EXCERPT:
• • • • •

Skip to main content

promptfit - Modular toolkit for optimizing LLM prompts: estimate token usage, rank by semantic relevance, and compress with LLMs to fit any token budget. Perfect for RAG, few-shot, and instruction-heavy GenAI workflows.

Project description

promptfit

PyPI version GitHub stars



📣 Author

Vedant Laxman Chandore
GitHub

The Core Problem

Modern LLMs (Cohere, OpenAI, Gemini, Anthropic, etc.) are powerful, but their token limits make it hard to fit rich, multi-section prompts—especially for Retrieval-Augmented Generation (RAG), few-shot learning, and instruction-heavy use cases. Developers waste time manually trimming prompts, risking loss of important context, incomplete responses, or costly token overages.

promptfit solves this by automating prompt analysis, compression, and optimization—so you get the most value from every token, every time.


✨ Features

  • 🔢 Token Budget Estimator: Analyze and estimate token usage for prompt templates, sections, and variables—before sending to an LLM.
  • 🧭 Semantic Relevance Scoring: Split prompts into sections, generate embeddings (Cohere), and rank by cosine similarity to your query or task.
  • ✂️ Smart Prompt Pruner: Drop or trim low-salience sections first, keeping only the most relevant content to fit your token budget.
  • ✍️ Paraphrasing Module: Use Cohere’s LLM to rewrite and compress over-budget prompts, preserving key instructions and meaning.
  • 📦 Modular Design: Each feature is a standalone module—use them independently or together.
  • 🧪 Test-Driven: Comprehensive unit tests with mocked or live Cohere API responses.
  • 🔐 Secure API Key Handling: Loads your Cohere API key from a .env file or environment variable.
  • 🖥️ CLI Support: Optimize prompts directly from the command line.

🛠️ Tech Stack

  • Language: Python 3.10+
  • LLM: Cohere command-r-plus
  • Embeddings: embed-english-v3.0
  • Tokenizer: Cohere’s estimator (or manual fallback)
  • Libraries:
    • cohere, scikit-learn, tiktoken, python-dotenv, nltk/spacy, rich, typer, pytest

📦 Installation

pip install promptfit

🚀 Demo Usage

Python API

import os
import time
# 1. Set your Cohere key (or have it in your env)
os.environ["COHERE_API_KEY"] = "Kwi33HNnmXRDCkO4j7FndNP3LATOoKX3yvoOdztK"

from promptfit.token_budget import estimate_tokens
from promptfit.utils import split_sentences
from promptfit.embedder import get_embeddings
from promptfit.relevance import compute_cosine_similarities
from promptfit.optimizer import optimize_prompt

# 2. Your actual long prompt
prompt = """
You are a customer-support assistant. A user reports that their device fails
intermittently under cold conditions, the battery drains within two hours, and
previous support tickets went unanswered. They’ve provided logs and screenshots.
Please summarize the issues, note their emotional tone, propose immediate
fixes, and suggest long-term retention strategies.
"""

query = "Summarize issues, emotional tone, action items, and retention strategies."

print("=== PROMPT ===")
print(prompt)

• • • • •

DATA:

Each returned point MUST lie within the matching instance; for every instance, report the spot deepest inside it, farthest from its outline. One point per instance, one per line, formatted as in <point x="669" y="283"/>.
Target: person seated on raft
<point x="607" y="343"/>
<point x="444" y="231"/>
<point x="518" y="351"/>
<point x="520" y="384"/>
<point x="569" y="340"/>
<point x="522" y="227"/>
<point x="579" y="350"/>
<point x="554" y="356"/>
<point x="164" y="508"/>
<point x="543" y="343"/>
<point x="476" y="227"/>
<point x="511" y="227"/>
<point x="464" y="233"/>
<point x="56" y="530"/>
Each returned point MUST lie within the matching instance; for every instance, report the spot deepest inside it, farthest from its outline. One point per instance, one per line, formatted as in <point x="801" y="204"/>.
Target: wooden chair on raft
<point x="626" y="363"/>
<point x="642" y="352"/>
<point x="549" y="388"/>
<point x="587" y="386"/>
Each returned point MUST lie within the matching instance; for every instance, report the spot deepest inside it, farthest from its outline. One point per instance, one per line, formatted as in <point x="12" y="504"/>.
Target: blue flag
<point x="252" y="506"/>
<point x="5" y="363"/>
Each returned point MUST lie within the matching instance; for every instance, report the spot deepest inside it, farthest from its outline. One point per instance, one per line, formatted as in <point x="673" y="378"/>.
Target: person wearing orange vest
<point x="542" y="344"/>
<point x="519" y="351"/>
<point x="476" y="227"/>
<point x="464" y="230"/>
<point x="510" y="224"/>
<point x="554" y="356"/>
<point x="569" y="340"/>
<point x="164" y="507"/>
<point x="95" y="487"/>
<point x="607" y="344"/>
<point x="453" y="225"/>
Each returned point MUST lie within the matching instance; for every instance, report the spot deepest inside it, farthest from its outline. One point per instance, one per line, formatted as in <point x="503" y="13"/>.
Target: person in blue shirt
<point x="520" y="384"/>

• • • • •

QUESTIONS:
1. Quote everything in the promptfit page from "promptfit - Modular" down to "instruction-heavy GenAI workflows.".
2. Answer these about the promptfit page:
(a) Which Cohere model is listed as the LLM in its tech stack?
(b) What command installs the package?
(c) From where does it load the Cohere API key?
The data comes from a separate source unrelated to the promptfit page.

ANSWERS IN ORDER:
1.
promptfit - Modular toolkit for optimizing LLM prompts: estimate token usage, rank by semantic relevance, and compress with LLMs to fit any token budget. Perfect for RAG, few-shot, and instruction-heavy GenAI workflows.

2.
(a) Cohere command-r-plus
(b) pip install promptfit
(c) From a .env file or an environment variable